[The exercise]:
Copy the records from their first line through the line containing "[26,53,224,151]", both included, keeping the requests as they are but multiplying each bounding-box coordinate in the answers by 1.45 and rounding to whole numbers, with halves rounded up. Omit the pictures.

______

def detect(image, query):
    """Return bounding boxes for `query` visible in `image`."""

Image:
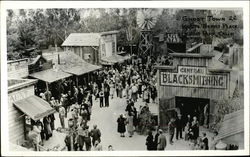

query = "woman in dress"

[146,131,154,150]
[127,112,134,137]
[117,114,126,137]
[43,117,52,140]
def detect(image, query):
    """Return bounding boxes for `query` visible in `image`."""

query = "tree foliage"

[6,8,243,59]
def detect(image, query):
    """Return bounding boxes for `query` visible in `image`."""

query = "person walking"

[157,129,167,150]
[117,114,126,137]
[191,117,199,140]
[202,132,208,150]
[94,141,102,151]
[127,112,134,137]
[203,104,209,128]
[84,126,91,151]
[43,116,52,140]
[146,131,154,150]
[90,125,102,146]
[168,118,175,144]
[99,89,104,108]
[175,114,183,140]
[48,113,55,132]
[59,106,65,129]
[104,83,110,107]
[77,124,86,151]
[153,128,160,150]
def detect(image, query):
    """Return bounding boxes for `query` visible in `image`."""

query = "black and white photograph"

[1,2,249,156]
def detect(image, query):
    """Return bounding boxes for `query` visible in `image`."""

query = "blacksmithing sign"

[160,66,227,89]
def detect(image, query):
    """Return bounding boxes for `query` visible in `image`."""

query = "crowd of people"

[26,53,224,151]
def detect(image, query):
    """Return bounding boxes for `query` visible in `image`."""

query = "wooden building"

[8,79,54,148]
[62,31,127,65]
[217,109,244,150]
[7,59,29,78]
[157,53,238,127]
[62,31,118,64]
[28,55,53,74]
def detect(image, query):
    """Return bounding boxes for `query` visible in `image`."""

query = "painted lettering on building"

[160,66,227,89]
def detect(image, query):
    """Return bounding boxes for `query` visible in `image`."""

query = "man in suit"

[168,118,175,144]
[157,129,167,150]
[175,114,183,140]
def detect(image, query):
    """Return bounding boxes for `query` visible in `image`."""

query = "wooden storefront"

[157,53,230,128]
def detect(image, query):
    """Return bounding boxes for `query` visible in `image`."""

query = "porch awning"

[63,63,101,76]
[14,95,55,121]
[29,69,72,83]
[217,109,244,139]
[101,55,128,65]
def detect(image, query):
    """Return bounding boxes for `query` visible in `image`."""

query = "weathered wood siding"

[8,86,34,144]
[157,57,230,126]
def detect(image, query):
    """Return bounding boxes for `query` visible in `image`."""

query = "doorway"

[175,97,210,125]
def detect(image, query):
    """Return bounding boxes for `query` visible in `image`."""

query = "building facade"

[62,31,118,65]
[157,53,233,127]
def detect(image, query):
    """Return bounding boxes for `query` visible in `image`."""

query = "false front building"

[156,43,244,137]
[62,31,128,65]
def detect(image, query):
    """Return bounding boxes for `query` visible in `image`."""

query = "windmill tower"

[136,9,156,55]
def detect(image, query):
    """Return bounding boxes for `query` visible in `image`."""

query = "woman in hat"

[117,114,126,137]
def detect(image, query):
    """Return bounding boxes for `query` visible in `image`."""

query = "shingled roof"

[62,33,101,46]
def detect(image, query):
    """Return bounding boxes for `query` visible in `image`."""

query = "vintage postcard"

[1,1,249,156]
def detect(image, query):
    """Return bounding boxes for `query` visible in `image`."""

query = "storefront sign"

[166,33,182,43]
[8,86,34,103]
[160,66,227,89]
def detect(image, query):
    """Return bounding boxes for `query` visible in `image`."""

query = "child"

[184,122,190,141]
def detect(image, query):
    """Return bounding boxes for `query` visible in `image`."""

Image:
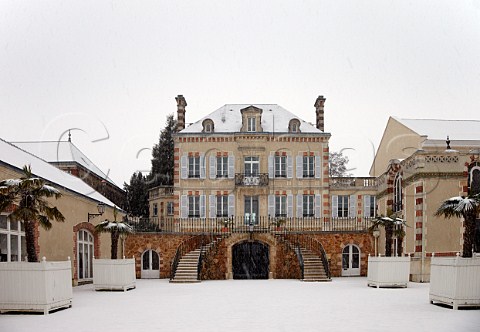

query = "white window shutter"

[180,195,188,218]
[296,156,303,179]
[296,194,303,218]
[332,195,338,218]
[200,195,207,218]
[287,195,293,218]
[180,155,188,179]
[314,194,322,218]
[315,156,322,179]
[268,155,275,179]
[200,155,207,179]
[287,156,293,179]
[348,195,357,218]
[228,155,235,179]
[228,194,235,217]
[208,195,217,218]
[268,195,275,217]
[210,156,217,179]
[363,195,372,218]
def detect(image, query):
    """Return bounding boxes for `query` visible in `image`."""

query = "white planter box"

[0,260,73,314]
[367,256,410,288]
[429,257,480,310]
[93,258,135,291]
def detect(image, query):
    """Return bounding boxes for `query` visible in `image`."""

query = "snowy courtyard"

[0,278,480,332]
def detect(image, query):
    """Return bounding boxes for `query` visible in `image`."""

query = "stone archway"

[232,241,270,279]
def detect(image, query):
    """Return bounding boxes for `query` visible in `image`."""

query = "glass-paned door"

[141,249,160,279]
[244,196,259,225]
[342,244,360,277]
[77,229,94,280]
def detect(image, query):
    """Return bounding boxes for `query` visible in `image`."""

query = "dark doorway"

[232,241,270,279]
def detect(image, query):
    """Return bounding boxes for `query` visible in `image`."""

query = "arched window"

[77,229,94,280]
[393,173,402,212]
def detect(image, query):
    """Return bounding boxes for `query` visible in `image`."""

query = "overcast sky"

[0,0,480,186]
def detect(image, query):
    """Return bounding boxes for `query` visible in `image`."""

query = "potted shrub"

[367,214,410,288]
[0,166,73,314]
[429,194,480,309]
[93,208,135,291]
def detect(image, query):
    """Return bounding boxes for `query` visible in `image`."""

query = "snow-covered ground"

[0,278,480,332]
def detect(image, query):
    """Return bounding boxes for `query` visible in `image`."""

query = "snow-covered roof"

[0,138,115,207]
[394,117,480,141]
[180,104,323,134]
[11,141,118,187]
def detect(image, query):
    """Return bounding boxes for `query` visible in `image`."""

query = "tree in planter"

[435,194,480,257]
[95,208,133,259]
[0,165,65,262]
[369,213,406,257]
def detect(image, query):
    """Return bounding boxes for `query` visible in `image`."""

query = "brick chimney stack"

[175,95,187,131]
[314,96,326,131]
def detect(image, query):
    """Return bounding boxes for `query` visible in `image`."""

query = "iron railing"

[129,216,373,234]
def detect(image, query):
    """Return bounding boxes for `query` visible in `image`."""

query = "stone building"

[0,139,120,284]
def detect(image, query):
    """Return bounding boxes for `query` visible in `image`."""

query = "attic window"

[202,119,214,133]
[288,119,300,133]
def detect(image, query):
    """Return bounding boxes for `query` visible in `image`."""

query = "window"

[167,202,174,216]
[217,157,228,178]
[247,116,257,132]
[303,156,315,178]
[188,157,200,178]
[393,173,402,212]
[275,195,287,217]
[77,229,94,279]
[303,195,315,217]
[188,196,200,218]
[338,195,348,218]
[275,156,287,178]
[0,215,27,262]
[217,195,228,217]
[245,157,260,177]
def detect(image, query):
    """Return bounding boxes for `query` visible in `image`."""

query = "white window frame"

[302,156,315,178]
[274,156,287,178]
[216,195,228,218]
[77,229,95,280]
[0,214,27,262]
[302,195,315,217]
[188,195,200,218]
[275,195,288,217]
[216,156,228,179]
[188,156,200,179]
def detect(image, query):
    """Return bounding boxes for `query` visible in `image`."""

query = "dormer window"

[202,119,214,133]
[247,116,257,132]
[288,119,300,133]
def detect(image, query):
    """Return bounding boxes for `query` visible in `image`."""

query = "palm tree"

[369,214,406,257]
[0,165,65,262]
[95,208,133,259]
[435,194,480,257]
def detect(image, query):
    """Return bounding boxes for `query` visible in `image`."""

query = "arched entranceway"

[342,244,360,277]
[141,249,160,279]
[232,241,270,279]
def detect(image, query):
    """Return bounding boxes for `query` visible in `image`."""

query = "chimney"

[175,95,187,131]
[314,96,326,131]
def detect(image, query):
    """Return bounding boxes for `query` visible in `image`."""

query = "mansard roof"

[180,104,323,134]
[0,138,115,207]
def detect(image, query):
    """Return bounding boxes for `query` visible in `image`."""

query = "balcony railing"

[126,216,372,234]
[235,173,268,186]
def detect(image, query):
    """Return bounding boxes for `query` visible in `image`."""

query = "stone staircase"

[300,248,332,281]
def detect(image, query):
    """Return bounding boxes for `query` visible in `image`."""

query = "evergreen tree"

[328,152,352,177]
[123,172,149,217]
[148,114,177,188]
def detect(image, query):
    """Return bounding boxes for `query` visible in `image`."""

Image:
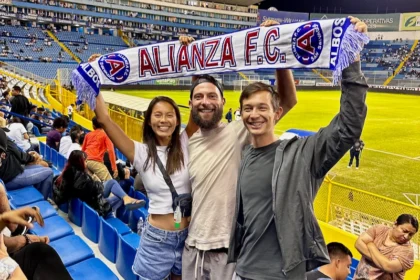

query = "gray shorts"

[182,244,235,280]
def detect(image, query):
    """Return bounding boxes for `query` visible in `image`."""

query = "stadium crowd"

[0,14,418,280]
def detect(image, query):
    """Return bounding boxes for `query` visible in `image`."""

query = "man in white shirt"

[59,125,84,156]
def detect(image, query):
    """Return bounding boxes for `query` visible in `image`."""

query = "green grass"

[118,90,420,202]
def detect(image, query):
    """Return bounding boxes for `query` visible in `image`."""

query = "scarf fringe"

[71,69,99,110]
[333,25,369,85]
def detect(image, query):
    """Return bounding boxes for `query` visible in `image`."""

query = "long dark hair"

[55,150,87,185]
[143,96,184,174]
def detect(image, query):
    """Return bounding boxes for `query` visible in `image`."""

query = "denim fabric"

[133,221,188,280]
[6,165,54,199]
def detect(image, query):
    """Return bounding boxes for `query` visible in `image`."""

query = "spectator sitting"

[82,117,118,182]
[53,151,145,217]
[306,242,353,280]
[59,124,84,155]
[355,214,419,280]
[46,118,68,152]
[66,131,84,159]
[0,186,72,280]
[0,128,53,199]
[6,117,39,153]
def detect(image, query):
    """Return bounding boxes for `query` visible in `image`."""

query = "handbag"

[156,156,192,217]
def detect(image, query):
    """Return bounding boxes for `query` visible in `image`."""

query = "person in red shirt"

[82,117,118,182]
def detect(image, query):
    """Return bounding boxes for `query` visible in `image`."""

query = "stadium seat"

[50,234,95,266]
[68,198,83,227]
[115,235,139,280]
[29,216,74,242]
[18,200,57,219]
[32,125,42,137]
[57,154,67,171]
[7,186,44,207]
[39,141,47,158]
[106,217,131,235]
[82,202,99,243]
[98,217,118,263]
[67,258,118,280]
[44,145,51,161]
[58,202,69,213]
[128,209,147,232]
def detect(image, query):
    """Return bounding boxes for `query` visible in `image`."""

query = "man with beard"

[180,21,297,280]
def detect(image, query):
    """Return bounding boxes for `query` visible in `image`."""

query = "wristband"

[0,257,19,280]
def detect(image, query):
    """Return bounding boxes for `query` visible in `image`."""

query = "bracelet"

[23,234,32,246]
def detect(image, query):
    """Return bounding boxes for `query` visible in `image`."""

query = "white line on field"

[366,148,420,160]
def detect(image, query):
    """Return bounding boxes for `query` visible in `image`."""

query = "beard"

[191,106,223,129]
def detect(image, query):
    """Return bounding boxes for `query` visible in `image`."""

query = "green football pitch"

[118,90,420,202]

______

[Final result]:
def detect(image, query):
    """Return bounding boxes for `query` visible in `image`."""

Image:

query = "woman in dress"

[212,190,223,218]
[184,162,194,199]
[170,165,183,199]
[62,170,75,203]
def detect(image, query):
    """Return bounding boxes for `query` visible in `image`."""

query = "tree foliage"

[9,12,352,86]
def detect(image, query):
    """Return bounding boxes for `query` visible in `image`."""

query = "person walking"

[228,187,242,218]
[170,165,183,199]
[277,170,289,203]
[293,191,302,218]
[136,204,148,219]
[184,162,194,199]
[294,151,303,186]
[122,183,132,219]
[62,168,75,203]
[212,190,223,218]
[131,181,148,212]
[244,171,254,209]
[144,129,151,157]
[254,165,265,203]
[70,164,80,191]
[86,154,94,187]
[151,120,160,155]
[112,180,125,219]
[222,186,232,218]
def detect(image, query):
    """Return bounding boxes for `query` visible in `image`."""

query = "black and white photograph"

[1,3,361,226]
def detect(image, query):
    """Return bounding boxes for `query` visible in `image`."""

query = "blacksmithing sign"

[232,96,329,129]
def detect(image, query):
    """Return bounding boxes for `query` visible in `image`."""

query = "crowd of people"

[38,77,325,219]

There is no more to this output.